# TEXT UNDER STUDY
How to use a regulator to reduce time delay in an analytical system

Swagelok Corporation
Wednesday, 05 May, 2010


Process measurements are instantaneous but analyser responses never are. From the tap to the analyser, there is always a time delay. Unfortunately, this delay is often underestimated or misunderstood.

Time delay is defined as the amount of time it takes for a new sample to reach the analyser. One way to control time delay is with a regulator. Regulators control pressure, and pressure in an analytical system is closely related to time. In the case of gas systems with a controlled flow rate, the lower the pressure, the shorter the time delay.

Delay may occur in any of the major parts of an analytical instrumentation (AI) system (Figure 1), including the process line, tap and probe, field station, transport line, sample conditioning system, stream switching system, and analyser.

Time delay is cumulative. It consists of the total amount of time it takes for fluid to travel from the latest step in the process line to the analyser, including time required for analysis in the analyser.

For now, we will focus on the field station and the important role of a regulator in reducing time delay there.

Before the field station

Minimising time delay begins with the location of the tap. It is best to locate the tap as close to the analyser as possible, but it should be upstream of sources of delay, such as drums, tanks, dead legs, stagnant lines, or redundant or obsolete equipment.

  

 
Figure 1: Basic sections of an AI sampling system.

When sampling a liquid, pressure at the tap should be sufficient to deliver the sample through the transport lines or fast loop without a pump, an expensive component that introduces performance variables.

# RECORDS SUPPLIED
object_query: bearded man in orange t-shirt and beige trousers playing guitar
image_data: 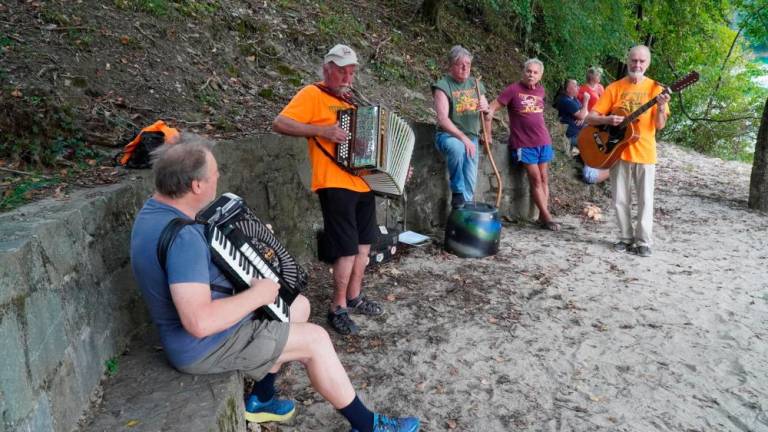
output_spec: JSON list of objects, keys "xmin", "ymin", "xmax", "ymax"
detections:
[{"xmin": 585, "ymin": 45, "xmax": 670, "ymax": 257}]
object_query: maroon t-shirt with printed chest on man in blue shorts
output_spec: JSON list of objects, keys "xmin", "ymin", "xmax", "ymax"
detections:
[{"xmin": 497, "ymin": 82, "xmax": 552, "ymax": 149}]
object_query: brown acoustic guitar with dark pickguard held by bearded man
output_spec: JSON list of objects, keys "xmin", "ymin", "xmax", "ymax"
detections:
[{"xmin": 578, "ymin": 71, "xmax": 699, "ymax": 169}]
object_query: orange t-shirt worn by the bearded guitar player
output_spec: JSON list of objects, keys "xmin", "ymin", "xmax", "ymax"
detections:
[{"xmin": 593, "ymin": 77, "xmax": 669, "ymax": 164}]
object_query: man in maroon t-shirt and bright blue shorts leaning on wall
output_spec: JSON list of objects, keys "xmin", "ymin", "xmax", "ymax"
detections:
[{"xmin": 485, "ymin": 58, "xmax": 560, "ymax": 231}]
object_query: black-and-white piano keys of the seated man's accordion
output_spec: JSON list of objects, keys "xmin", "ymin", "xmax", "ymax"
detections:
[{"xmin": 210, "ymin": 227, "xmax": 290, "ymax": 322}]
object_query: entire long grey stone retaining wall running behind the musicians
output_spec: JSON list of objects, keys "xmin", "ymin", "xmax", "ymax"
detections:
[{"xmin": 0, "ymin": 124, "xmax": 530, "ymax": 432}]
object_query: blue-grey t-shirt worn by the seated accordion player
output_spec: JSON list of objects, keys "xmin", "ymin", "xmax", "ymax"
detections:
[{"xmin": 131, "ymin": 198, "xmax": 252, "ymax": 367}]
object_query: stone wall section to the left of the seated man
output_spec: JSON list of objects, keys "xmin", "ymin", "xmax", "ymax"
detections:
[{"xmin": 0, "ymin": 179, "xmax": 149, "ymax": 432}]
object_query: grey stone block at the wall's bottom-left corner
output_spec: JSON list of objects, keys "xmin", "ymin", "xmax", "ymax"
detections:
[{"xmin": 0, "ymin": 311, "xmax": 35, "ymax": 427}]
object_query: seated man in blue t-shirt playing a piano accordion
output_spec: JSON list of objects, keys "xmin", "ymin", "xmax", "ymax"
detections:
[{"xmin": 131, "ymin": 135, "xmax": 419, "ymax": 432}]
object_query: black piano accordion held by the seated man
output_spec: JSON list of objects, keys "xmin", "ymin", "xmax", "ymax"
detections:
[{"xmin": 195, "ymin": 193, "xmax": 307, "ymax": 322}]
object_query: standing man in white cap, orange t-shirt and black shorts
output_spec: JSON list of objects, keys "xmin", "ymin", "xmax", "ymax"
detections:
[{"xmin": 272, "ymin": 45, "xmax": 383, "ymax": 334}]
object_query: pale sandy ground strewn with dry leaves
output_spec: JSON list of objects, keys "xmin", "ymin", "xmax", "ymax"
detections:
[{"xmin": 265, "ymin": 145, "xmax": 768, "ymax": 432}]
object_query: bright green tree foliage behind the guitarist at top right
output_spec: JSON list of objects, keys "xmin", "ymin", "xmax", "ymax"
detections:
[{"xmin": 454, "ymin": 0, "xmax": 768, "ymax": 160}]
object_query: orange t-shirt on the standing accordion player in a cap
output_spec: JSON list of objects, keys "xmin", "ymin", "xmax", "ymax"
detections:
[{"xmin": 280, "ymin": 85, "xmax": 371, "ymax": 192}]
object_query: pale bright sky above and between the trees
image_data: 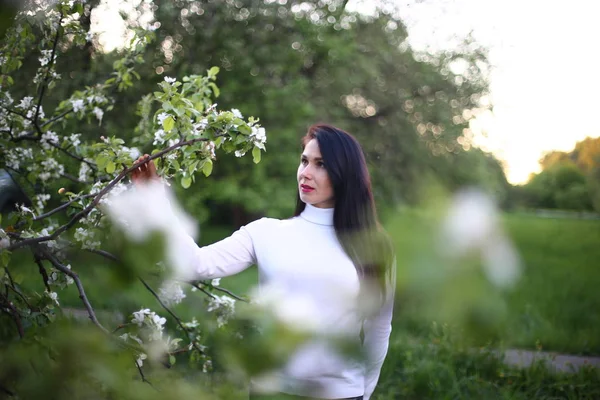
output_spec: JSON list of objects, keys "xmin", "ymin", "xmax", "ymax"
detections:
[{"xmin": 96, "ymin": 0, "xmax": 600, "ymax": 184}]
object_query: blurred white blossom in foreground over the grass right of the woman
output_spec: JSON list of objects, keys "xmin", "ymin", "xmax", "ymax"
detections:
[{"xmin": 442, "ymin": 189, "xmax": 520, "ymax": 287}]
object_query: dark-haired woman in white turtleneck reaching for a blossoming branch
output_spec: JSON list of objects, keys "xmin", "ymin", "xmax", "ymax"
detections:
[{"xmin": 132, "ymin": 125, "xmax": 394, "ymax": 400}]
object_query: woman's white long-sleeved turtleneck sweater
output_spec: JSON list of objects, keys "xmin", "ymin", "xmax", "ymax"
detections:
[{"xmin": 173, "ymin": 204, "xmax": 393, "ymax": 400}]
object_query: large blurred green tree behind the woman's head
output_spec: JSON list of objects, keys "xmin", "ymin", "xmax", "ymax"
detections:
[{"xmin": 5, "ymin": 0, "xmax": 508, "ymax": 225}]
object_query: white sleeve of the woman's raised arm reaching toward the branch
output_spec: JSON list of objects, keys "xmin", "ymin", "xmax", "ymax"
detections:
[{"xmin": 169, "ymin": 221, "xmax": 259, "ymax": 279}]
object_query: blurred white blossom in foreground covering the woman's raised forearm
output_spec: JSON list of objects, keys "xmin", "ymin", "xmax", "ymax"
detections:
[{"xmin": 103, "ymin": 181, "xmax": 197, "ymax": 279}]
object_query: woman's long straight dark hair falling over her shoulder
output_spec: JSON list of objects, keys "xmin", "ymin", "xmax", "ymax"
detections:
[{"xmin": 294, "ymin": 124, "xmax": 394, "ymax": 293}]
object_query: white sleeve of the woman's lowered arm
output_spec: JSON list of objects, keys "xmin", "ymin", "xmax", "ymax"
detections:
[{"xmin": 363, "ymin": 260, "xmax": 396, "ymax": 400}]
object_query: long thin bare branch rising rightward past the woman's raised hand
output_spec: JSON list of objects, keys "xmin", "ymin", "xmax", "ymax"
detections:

# THE TASK
Repeat the passage of the article on using a regulator to reduce time delay, starting at "Swagelok Corporation" and ending at "underestimated or misunderstood.". The records have nothing to do with what is asked here.

# RESULT OF THE EXERCISE
Swagelok Corporation
Wednesday, 05 May, 2010


Process measurements are instantaneous but analyser responses never are. From the tap to the analyser, there is always a time delay. Unfortunately, this delay is often underestimated or misunderstood.